### SELECTED EXCERPT
Sexual Orientation Discrimination Is Sex Discrimination in Employment, Seventh Circuit Says


The stage has been set for the Supreme Court to consider whether sexual orientation is protected sex discrimination under Title VII of the Civil Rights Act of 1964 (“Title VII”). Sitting en banc last week, the Seventh Circuit Court of Appeals in Hively v. Ivy Tech Community College, No. 15-1720 (7th Cir. Apr. 4, 2017) became the first federal appeals court to decide that sexual orientation is protected. The bipartisan 8-3 decision in Hively creates a circuit split, leading many to think the issue will be decided on a national scale by the Supreme Court. For example, just weeks ago the Eleventh Circuit held that sexual orientation was not protected by Title VII. Evans v. Georgia Reg’l Hosp., No. 15-15234, 2017 WL 943925 (11th Cir. Mar. 10, 2017).

The facts in Hively are relatively straightforward. Kimberly Hively, an openly gay adjunct professor at Ivy Tech Community College, applied for several full-time positions for which she believed she was qualified. After Ivy Tech repeatedly passed her over and then failed to renew her part-time contract, Hively filed a lawsuit in the U.S. District Court for the Northern District of Indiana, alleging that Ivy Tech had discriminated against her on the basis of her sexual orientation, in violation of Title VII. The district court granted Ivy Tech’s motion to dismiss the case, finding that sexual orientation was not a protected class under Title VII. The district court’s decision was upheld on appeal by a three judge panel of the Seventh Circuit, but overturned when the Seventh Circuit reheard the case en banc.

The Seventh Circuit decided that sexual orientation discrimination is sex discrimination under Title VII for three reasons. First, the Court relied on Price Waterhouse v. Hopkins, 490 U.S. 228 (1989) to find that sex discrimination encompasses discrimination because of sexual orientation where an individual is discriminated against for failing to conform to stereotypical gender roles. Second, the Court reasoned that discriminating against a woman because she is dating a woman as opposed to dating a man is in itself sex discrimination, which is protected by the plain language of Title VII. Finally, the Court applied the reasoning in Loving v. Virginia, 388 U.S. 1 (1967), which prohibited discrimination against a person for associating with an individual of another race.

While Ivy Tech has said it will not appeal to the Supreme Court, commentators view the issue as ripe for consideration by the nation’s highest court given the circuit split and the Equal Employment Opportunity Commission’s (EEOC) existing view that Title VII protects employees from discrimination on the basis of sexual orientation. Many state and local laws also already protect gay and lesbian employees. As of July 2015, twenty-nine states, including Maryland, Virginia and the District of Columbia, protected against employment discrimination on the basis of sexual orientation.

What does this mean for employers? Because employers must comply with the most protective employment discrimination laws they are subject to, employers in the Seventh Circuit and states where sexual orientation is already a protected class should conform their anti-discrimination and anti-harassment policies to be in accordance with the Seventh Circuit’s decision in Hively and/or applicable state law. For example, Maryland employers should include all of the following protected classifications in their equal employment opportunity policies: race, color, religion, national origin, ancestry, sex, age, marital status, sexual orientation, gender identity, physical or mental disability, genetic information, and pregnancy. Md. State Government Code Ann. § 20-601, et seq. Where sexual orientation is a protected class, employers also should modify their anti-discrimination and anti-harassment training programs accordingly.

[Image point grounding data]
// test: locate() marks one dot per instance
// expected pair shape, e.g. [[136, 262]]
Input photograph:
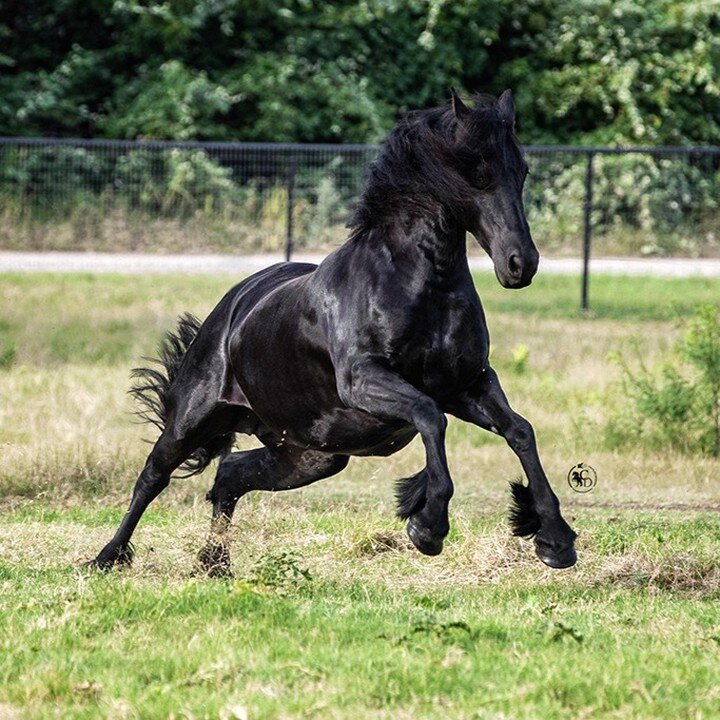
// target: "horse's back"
[[207, 360]]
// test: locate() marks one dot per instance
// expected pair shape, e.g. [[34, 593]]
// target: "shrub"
[[678, 404]]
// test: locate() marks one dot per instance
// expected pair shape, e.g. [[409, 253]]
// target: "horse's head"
[[494, 167]]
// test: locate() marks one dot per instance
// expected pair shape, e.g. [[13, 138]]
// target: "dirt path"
[[136, 263]]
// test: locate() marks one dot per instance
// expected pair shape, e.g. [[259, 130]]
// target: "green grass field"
[[331, 613]]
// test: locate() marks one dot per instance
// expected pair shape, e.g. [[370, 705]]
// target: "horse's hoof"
[[423, 539], [111, 557], [557, 560]]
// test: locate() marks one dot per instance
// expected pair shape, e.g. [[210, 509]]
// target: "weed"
[[677, 405], [279, 571]]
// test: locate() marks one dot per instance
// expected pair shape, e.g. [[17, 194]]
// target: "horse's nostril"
[[515, 265]]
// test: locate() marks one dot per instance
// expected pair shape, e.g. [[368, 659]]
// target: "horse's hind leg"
[[171, 450], [269, 468], [165, 456]]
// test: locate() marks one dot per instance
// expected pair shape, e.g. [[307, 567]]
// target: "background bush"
[[584, 71]]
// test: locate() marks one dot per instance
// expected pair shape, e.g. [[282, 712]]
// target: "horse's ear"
[[460, 109], [506, 107]]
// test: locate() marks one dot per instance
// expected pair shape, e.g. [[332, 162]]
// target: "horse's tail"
[[151, 390]]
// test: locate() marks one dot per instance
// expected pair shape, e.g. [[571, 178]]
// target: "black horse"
[[357, 355]]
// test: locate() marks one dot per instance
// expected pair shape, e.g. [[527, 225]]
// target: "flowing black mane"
[[358, 355], [434, 162]]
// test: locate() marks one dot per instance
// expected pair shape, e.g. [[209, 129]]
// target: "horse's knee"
[[428, 418], [520, 434]]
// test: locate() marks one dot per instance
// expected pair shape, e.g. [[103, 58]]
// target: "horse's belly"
[[284, 370]]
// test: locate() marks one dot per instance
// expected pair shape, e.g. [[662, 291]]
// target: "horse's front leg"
[[367, 385], [537, 510]]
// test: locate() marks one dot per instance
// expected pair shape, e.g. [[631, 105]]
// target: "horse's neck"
[[440, 246]]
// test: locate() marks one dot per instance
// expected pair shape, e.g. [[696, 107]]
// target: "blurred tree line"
[[583, 71]]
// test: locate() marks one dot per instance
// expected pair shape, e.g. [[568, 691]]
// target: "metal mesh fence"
[[239, 197]]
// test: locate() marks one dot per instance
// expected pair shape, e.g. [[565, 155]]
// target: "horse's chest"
[[443, 354]]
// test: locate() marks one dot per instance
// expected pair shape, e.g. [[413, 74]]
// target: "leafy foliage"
[[584, 71], [678, 405]]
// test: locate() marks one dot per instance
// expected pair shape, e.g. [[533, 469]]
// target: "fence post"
[[587, 232], [291, 201]]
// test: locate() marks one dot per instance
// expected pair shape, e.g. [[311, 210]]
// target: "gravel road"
[[237, 265]]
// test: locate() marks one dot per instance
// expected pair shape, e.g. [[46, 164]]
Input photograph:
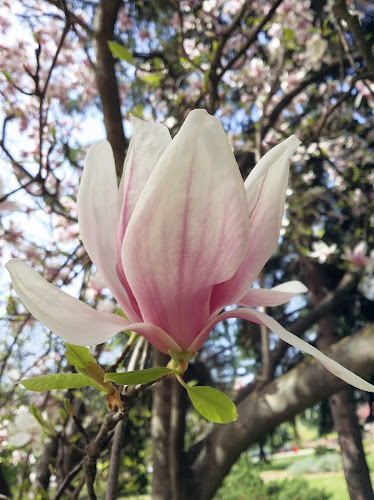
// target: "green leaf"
[[121, 52], [212, 404], [59, 381], [139, 376], [79, 356], [152, 78]]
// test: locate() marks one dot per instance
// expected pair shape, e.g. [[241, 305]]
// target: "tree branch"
[[284, 398], [105, 19]]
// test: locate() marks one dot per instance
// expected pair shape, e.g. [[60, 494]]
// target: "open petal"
[[98, 214], [19, 439], [266, 189], [148, 142], [260, 297], [189, 229], [262, 318], [66, 316], [71, 319]]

### ABOUT THIS TASK
Write out the passage of the article on the Seventh Circuit's Hively ruling starting at "The facts in" and ending at "case en banc.", word for word. Rely only on the article itself and set the listing aside.

### RESPONSE TO THE EXERCISE
The facts in Hively are relatively straightforward. Kimberly Hively, an openly gay adjunct professor at Ivy Tech Community College, applied for several full-time positions for which she believed she was qualified. After Ivy Tech repeatedly passed her over and then failed to renew her part-time contract, Hively filed a lawsuit in the U.S. District Court for the Northern District of Indiana, alleging that Ivy Tech had discriminated against her on the basis of her sexual orientation, in violation of Title VII. The district court granted Ivy Tech’s motion to dismiss the case, finding that sexual orientation was not a protected class under Title VII. The district court’s decision was upheld on appeal by a three judge panel of the Seventh Circuit, but overturned when the Seventh Circuit reheard the case en banc.